Written request A ::
Please return the passage of the blog excerpt between "Should really shower, walk" and "coffee will help.", inclusive.
Written request B ::
Rewrite the paragraph of the blog excerpt that begins "Thinking about things I want to get done" in fewer words, keeping its main facts.
Written request C ::
Answer these questions using the blog excerpt, one a line:
(i) What date appears in it?
(ii) What lingering symptoms of the cold does the writer list?
(iii) What drink does the writer think might help?
======== Excerpt provided ========
There's nothing abstract about abstract things considered in their abstraction, more solid than most, cozy cold comfort.

Pottering about my secret temple, forming forms, bibbity bobbity boo. Ooh, baby ghost, scary, friendly.

Should really shower, walk dog, crash down to the real world, keep on crashing through. Comfy in my pod, watching the pretty blinking lights.
Can't seem to shake lingering effects of cold, stuffy head, cough, bleh. Sleepy all the time.

Maybe more coffee will help.

Thinking about things I want to get done, there are a bunch, need to get over the sleepy thing, get to it.

Sunday, February 17, 2008

Funny to keep learning that most people don't actually care about anything outside their own heads, it's a hard lesson, getting it bit by bit.
======== Raw records ========
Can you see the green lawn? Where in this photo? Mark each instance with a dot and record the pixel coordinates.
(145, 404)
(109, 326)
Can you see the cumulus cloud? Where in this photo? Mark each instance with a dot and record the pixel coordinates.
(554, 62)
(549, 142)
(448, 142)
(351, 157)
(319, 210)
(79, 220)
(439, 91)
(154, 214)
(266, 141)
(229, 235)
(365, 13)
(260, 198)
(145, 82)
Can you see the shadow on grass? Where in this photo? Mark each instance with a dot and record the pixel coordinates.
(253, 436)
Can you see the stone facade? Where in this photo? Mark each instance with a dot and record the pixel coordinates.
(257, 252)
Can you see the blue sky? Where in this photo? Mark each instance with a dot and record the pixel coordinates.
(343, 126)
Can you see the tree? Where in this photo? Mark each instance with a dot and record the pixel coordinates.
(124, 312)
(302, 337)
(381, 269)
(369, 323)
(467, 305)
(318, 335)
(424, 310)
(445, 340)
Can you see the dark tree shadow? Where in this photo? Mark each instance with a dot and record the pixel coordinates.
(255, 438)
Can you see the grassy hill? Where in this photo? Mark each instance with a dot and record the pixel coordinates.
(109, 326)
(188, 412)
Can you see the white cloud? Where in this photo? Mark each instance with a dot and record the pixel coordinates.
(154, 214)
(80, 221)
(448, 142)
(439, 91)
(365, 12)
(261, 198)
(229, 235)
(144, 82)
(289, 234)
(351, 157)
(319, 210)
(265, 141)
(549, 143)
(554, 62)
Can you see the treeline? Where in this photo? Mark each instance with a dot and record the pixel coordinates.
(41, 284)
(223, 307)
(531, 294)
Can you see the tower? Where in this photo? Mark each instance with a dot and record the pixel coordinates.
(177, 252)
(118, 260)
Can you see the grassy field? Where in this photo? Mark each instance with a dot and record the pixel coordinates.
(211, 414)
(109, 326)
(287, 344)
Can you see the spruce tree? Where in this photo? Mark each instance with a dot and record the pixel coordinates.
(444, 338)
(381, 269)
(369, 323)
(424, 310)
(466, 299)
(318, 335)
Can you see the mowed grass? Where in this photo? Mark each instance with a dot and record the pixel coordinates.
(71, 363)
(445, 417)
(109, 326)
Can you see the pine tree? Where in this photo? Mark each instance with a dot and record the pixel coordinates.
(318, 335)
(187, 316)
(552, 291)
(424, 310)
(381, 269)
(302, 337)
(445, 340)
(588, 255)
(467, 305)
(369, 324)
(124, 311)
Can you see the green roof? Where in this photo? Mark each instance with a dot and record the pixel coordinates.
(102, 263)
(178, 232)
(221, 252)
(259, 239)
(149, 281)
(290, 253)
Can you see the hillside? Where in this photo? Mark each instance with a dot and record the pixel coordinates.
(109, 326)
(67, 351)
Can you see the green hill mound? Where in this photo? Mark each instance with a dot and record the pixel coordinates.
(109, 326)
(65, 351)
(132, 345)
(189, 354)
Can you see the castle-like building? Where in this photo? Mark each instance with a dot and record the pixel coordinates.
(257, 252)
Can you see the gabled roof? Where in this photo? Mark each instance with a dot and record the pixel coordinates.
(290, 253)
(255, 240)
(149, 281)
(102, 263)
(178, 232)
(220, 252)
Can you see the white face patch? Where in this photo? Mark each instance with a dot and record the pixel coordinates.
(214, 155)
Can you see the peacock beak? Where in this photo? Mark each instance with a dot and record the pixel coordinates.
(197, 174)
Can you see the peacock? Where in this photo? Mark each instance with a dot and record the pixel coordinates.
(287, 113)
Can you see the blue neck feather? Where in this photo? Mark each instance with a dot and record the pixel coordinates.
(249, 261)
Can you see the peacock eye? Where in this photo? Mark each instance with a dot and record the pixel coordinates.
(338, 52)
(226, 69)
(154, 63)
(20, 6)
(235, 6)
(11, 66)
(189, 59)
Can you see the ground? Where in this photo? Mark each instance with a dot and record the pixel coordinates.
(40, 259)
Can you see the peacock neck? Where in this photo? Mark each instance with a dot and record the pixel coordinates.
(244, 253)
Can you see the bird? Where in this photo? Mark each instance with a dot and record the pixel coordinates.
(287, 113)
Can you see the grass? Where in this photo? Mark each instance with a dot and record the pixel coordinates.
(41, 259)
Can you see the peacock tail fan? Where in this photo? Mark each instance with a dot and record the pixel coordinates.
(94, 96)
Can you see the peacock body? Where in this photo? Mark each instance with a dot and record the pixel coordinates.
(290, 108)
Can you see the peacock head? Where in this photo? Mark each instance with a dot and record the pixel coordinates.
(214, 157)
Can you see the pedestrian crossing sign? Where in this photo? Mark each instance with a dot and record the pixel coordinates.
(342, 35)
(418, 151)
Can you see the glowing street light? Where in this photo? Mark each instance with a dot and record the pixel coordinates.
========
Output A ::
Should really shower, walk dog, crash down to the real world, keep on crashing through. Comfy in my pod, watching the pretty blinking lights.
Can't seem to shake lingering effects of cold, stuffy head, cough, bleh. Sleepy all the time.

Maybe more coffee will help.

Output B ::
The writer has many things to get done but first needs to get past the sleepiness and start on them.

Output C ::
(i) Sunday, February 17, 2008
(ii) A stuffy head and a cough
(iii) More coffee